[Dataset rows showing where objects appear]

•••••

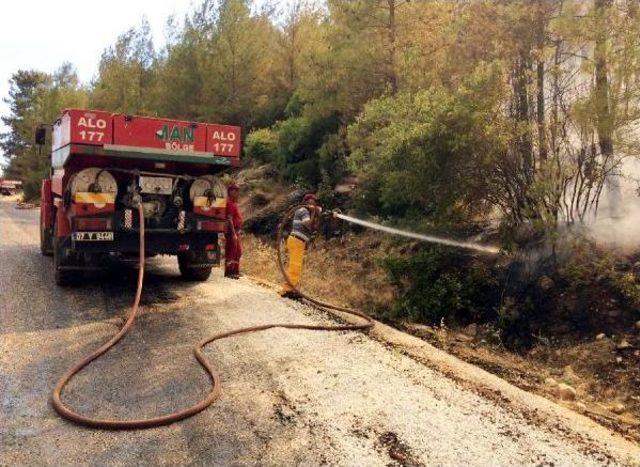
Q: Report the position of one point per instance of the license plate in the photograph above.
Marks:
(156, 185)
(92, 236)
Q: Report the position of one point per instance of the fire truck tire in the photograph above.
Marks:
(63, 278)
(192, 267)
(46, 240)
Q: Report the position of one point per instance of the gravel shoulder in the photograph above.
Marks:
(288, 397)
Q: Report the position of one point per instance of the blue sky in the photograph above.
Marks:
(44, 34)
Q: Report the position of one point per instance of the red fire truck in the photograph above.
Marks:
(104, 165)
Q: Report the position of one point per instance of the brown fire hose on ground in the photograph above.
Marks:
(115, 424)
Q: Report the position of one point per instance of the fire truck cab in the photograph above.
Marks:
(104, 165)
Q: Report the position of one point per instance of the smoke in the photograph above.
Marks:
(617, 221)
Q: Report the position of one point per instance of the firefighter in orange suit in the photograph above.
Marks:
(233, 247)
(305, 221)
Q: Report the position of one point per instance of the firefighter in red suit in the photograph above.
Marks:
(233, 248)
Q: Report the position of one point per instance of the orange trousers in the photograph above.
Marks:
(296, 248)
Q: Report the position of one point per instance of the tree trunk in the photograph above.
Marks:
(393, 77)
(604, 117)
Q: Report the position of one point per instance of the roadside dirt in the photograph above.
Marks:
(606, 379)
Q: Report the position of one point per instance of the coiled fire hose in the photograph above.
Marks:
(214, 393)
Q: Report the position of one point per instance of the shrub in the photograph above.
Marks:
(434, 284)
(261, 145)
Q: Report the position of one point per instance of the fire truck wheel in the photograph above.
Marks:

•••••

Reproduce every one of the records above verbatim, leaving out the pictures.

- [ANSWER]:
Q: Report the position of one point per instance of the license plate in the photograph above.
Marks:
(156, 185)
(92, 236)
Q: Report the position of one point per instance of the fire truck tire in the photograph above.
Marks:
(63, 278)
(192, 267)
(46, 240)
Q: Report the position of one point per instance of the gravel shoulder in the photograph above.
Marks:
(288, 397)
Q: Report the position of one point per instance of the blue sky in the photograph above.
Marks:
(44, 34)
Q: Report the position of one point per instance of the red fire truck in the photograph above.
Marks:
(104, 165)
Q: Report the position of one point per instance of the brown fire hose on ground in the photograph above.
Marks:
(115, 424)
Q: Report the position of one point per instance of the fire truck cab in the photograph above.
Marks:
(104, 165)
Q: Report the position of one point per instance of the smoke in the photograph above.
Marks:
(617, 221)
Q: Report the position of one point per instance of the firefighter in orange suit in the photograph above.
Marks:
(233, 247)
(305, 221)
Q: Report the position of one point per instance of the firefighter in red suit in the photograph above.
Marks:
(233, 248)
Q: Report the position of one point per instance of the orange trousers in the photograph above.
Marks:
(296, 248)
Q: Report the position of one point per instance of the tree trunk in the photograph above.
Marks:
(393, 77)
(604, 117)
Q: Report the position of one point per instance of the roadside dirt in the photograph above.
Marks:
(606, 379)
Q: Report the position of one point per instance of the coiled fire hose in the photograph above.
Marks:
(214, 393)
Q: Report the position of one point per instance of the shrub in the photograph above.
Marks:
(434, 284)
(261, 145)
Q: Report the position of one point per instance of the fire truck wheel in the photograph above.
Marks:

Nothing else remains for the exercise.